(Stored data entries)
Start of Block

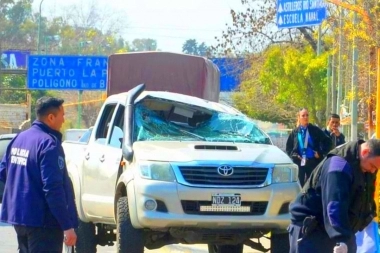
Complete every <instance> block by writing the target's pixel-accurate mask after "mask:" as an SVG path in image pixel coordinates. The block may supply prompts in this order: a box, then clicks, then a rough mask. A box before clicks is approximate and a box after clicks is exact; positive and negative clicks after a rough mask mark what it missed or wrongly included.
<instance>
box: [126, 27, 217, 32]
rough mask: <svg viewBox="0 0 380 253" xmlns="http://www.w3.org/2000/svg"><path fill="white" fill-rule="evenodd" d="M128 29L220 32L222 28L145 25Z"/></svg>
mask: <svg viewBox="0 0 380 253" xmlns="http://www.w3.org/2000/svg"><path fill="white" fill-rule="evenodd" d="M126 29H148V30H176V31H201V32H220V31H221V30H220V29H190V28H182V27H144V26H128V27H127V28H126Z"/></svg>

End of Block

TRY IT: Give the lines from the start of the data through the line that contains "rough mask: <svg", inclusive, as a JSON list of strings with one string per line, skipping blank lines. Leave out the pictures.

ANSWER TO THE PROBLEM:
[
  "Complete every <instance> block by writing the target's pixel-accurate mask after \"mask:\" as an SVG path in image pixel coordinates. The block may supply prompts in this order: a box, then clicks, then a rough mask. A box before clicks is approximate and a box after clicks is exact; positive and negative clicks after a rough mask mark what it missed or wrongly included.",
  "<instance>",
  "box: [126, 27, 217, 32]",
  "rough mask: <svg viewBox=\"0 0 380 253\" xmlns=\"http://www.w3.org/2000/svg\"><path fill=\"white\" fill-rule=\"evenodd\" d=\"M128 29L220 32L222 28L145 25Z\"/></svg>"
]